***** Recorded data

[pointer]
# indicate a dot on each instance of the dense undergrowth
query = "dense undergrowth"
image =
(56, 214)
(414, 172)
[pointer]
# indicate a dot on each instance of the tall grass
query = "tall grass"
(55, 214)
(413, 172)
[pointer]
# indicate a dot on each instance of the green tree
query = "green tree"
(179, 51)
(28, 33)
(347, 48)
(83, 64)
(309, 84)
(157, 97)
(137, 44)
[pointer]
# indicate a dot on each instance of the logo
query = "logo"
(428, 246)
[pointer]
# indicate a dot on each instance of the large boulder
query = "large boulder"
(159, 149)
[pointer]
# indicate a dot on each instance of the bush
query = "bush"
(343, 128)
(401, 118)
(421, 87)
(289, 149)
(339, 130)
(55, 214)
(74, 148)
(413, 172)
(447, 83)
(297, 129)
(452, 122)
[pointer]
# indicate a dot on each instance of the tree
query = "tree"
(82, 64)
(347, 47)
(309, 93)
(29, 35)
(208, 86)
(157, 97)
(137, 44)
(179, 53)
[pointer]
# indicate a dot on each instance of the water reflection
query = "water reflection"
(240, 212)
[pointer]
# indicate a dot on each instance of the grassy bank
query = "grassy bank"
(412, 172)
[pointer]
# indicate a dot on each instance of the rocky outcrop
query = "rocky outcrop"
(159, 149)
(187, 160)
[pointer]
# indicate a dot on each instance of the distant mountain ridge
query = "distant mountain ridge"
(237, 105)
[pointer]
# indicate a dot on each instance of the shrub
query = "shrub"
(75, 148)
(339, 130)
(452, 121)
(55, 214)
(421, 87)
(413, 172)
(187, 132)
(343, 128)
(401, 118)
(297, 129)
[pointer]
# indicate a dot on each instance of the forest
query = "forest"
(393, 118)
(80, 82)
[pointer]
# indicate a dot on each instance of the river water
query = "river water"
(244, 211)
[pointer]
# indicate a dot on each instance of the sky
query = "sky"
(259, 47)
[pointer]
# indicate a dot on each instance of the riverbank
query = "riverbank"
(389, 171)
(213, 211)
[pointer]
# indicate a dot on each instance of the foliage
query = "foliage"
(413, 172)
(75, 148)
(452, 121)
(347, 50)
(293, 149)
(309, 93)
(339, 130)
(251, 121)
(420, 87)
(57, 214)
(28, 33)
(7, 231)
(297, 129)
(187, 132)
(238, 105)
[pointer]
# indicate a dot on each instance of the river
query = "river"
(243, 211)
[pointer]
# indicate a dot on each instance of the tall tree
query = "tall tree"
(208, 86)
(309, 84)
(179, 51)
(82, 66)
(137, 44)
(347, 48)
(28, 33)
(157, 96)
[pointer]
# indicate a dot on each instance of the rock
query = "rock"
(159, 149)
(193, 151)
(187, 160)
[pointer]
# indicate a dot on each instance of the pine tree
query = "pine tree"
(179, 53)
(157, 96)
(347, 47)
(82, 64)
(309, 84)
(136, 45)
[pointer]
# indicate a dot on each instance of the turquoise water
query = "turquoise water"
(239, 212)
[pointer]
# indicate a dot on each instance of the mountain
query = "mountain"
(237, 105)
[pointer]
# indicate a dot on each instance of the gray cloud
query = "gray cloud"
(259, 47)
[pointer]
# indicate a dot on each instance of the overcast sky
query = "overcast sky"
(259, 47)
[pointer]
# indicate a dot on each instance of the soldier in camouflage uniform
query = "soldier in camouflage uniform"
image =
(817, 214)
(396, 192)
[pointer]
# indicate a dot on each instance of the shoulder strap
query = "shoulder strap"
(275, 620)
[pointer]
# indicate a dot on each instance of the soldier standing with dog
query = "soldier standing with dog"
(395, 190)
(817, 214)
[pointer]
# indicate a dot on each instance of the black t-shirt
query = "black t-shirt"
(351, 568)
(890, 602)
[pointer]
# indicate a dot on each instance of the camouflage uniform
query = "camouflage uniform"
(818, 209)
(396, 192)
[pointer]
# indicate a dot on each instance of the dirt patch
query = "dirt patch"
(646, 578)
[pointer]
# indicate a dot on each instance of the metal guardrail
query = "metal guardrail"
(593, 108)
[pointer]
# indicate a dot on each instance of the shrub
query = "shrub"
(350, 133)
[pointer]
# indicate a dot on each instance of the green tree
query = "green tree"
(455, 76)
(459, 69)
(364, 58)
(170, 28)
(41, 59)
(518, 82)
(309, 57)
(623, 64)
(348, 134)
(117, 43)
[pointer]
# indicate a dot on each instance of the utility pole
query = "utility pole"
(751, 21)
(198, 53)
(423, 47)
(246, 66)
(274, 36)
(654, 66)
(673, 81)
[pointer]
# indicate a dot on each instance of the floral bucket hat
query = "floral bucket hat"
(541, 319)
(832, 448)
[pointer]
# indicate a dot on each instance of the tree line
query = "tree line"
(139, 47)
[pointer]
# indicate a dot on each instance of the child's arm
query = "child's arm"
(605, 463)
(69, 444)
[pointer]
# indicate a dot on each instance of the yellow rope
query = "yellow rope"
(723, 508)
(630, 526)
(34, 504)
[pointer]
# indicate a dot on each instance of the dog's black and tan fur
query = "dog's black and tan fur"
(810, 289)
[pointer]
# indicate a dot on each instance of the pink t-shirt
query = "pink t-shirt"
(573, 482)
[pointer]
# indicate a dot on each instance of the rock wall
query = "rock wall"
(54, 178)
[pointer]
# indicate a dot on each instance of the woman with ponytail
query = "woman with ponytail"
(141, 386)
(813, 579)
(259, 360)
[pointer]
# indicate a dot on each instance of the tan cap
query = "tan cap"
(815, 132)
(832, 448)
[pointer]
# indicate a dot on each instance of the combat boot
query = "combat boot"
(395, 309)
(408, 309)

**********

-- Work required --
Please repeat the listing exactly, with nothing left out.

-- Output of the exercise --
[pointer]
# indicate a dot on each instance of the dense undergrowth
query = "dense undergrowth"
image =
(56, 214)
(414, 172)
[pointer]
# indicate a dot on each instance of the tall grass
query = "tall grass"
(55, 214)
(413, 172)
[pointer]
# indicate a dot on each instance of the green tree
query = "green tree"
(179, 51)
(28, 33)
(347, 48)
(83, 64)
(309, 84)
(157, 97)
(137, 44)
[pointer]
# indicate a dot on each instance of the logo
query = "logo"
(428, 246)
[pointer]
# indicate a dot on each instance of the large boulder
query = "large boulder"
(159, 149)
[pointer]
# indicate a dot on each instance of the bush
query = "bush"
(343, 128)
(401, 118)
(421, 87)
(289, 149)
(339, 130)
(55, 214)
(74, 148)
(413, 172)
(447, 83)
(297, 129)
(452, 122)
[pointer]
# indicate a dot on each instance of the tree
query = "tree"
(82, 64)
(347, 47)
(309, 93)
(29, 35)
(208, 86)
(157, 97)
(137, 44)
(179, 53)
[pointer]
# indicate a dot on each instance of the water reflection
query = "water reflection"
(240, 212)
[pointer]
# indicate a dot on each instance of the grassy bank
query = "grassy bank"
(412, 172)
[pointer]
# indicate a dot on each instance of the rocky outcrop
query = "rocky outcrop"
(159, 149)
(187, 160)
[pointer]
# indicate a dot on each instance of the distant mountain ridge
query = "distant mountain ridge"
(237, 105)
[pointer]
# indicate a dot on each instance of the shrub
query = "shrub"
(75, 148)
(339, 130)
(452, 121)
(55, 214)
(421, 87)
(413, 172)
(187, 132)
(343, 128)
(401, 118)
(297, 129)
[pointer]
# indicate a dot on each instance of the forest
query = "forest"
(393, 118)
(80, 82)
[pointer]
# indicate a dot on each instance of the river water
query = "river water"
(244, 211)
[pointer]
# indicate a dot on each instance of the sky
query = "sky"
(259, 47)
[pointer]
# indicate a dot on each instance of the riverbank
query = "riverbank"
(389, 171)
(213, 211)
[pointer]
# indicate a dot on each instance of the foliage
query = "foliage"
(413, 172)
(75, 148)
(452, 121)
(347, 50)
(293, 149)
(309, 93)
(339, 130)
(251, 121)
(420, 87)
(57, 214)
(28, 33)
(7, 231)
(297, 129)
(187, 132)
(238, 105)
[pointer]
# indicate a dot on each instance of the river
query = "river"
(243, 211)
[pointer]
# indicate a dot on each instance of the tall tree
query = "tall tree"
(208, 86)
(309, 84)
(179, 51)
(82, 66)
(137, 44)
(347, 48)
(28, 33)
(157, 96)
[pointer]
# indicate a dot on each instance of the rock
query = "rock"
(159, 149)
(193, 151)
(187, 160)
[pointer]
# indicate a dot on each instance of the pine tree
query = "pine tree"
(179, 53)
(157, 96)
(347, 47)
(82, 64)
(309, 84)
(136, 45)
[pointer]
# indicate a dot on each instance of the turquoise water
query = "turquoise water"
(239, 212)
[pointer]
# indicate a dot on each instance of the mountain
query = "mountain"
(237, 105)
[pointer]
# indicate a dot on each instance of the gray cloud
query = "gray cloud"
(259, 47)
[pointer]
# indicate a dot on each instance of the overcast sky
query = "overcast sky"
(259, 47)
[pointer]
# indicate a dot on each instance of the soldier in camouflage uniform
query = "soldier in camouflage uniform"
image =
(817, 214)
(396, 192)
[pointer]
# indicate a dot on each instance of the shoulder strap
query = "shoulder strap"
(275, 620)
[pointer]
# indicate a dot on each instance of the soldier standing with dog
query = "soldier standing with dog"
(395, 190)
(817, 214)
[pointer]
# indicate a dot on each instance of the black t-shirt
query = "black t-shirt"
(351, 568)
(890, 602)
[pointer]
# indicate a dot on each instance of the camouflage uniform
query = "camouflage uniform"
(818, 209)
(396, 192)
[pointer]
# indicate a dot on each instance of the dirt patch
query = "dirt patch"
(646, 578)
[pointer]
# indicate a dot on each instance of the metal guardrail
query = "metal guardrail"
(593, 108)
[pointer]
# indicate a dot on each instance of the shrub
query = "shrub"
(350, 133)
[pointer]
# indicate a dot on each instance of the green tree
query = "green tree"
(455, 76)
(459, 69)
(364, 58)
(170, 28)
(41, 59)
(518, 82)
(309, 57)
(623, 64)
(348, 134)
(117, 43)
[pointer]
# indicate a dot on each instance of the utility pole
query = "utility pole"
(751, 21)
(198, 53)
(423, 47)
(246, 66)
(274, 36)
(654, 66)
(673, 81)
[pointer]
# indicate a dot on each instance of the floral bucket hat
query = "floral bucket hat"
(541, 319)
(832, 448)
[pointer]
# indicate a dot on each instance of the tree line
query = "tree line"
(139, 47)
[pointer]
# indicate a dot on each instance of the child's arm
query = "child's arm"
(605, 463)
(69, 444)
[pointer]
# indicate a dot on each instance of the yellow rope
query = "yellow rope"
(723, 508)
(630, 526)
(34, 504)
[pointer]
# indicate a dot on each instance of the dog's black and tan fur
query = "dog's black and tan fur"
(810, 289)
[pointer]
# indicate a dot on each instance of the pink t-shirt
query = "pink t-shirt"
(573, 482)
[pointer]
# indicate a dot on each instance of the rock wall
query = "rock wall"
(54, 178)
[pointer]
# indicate a dot on each instance of the woman with ponytail
query = "woman with ponytail"
(141, 386)
(813, 579)
(259, 360)
[pointer]
# indicate a dot on each instance of the tan cap
query = "tan cap"
(815, 132)
(832, 448)
[pointer]
# indicate a dot on each instance of the combat boot
query = "combat boot"
(395, 309)
(408, 309)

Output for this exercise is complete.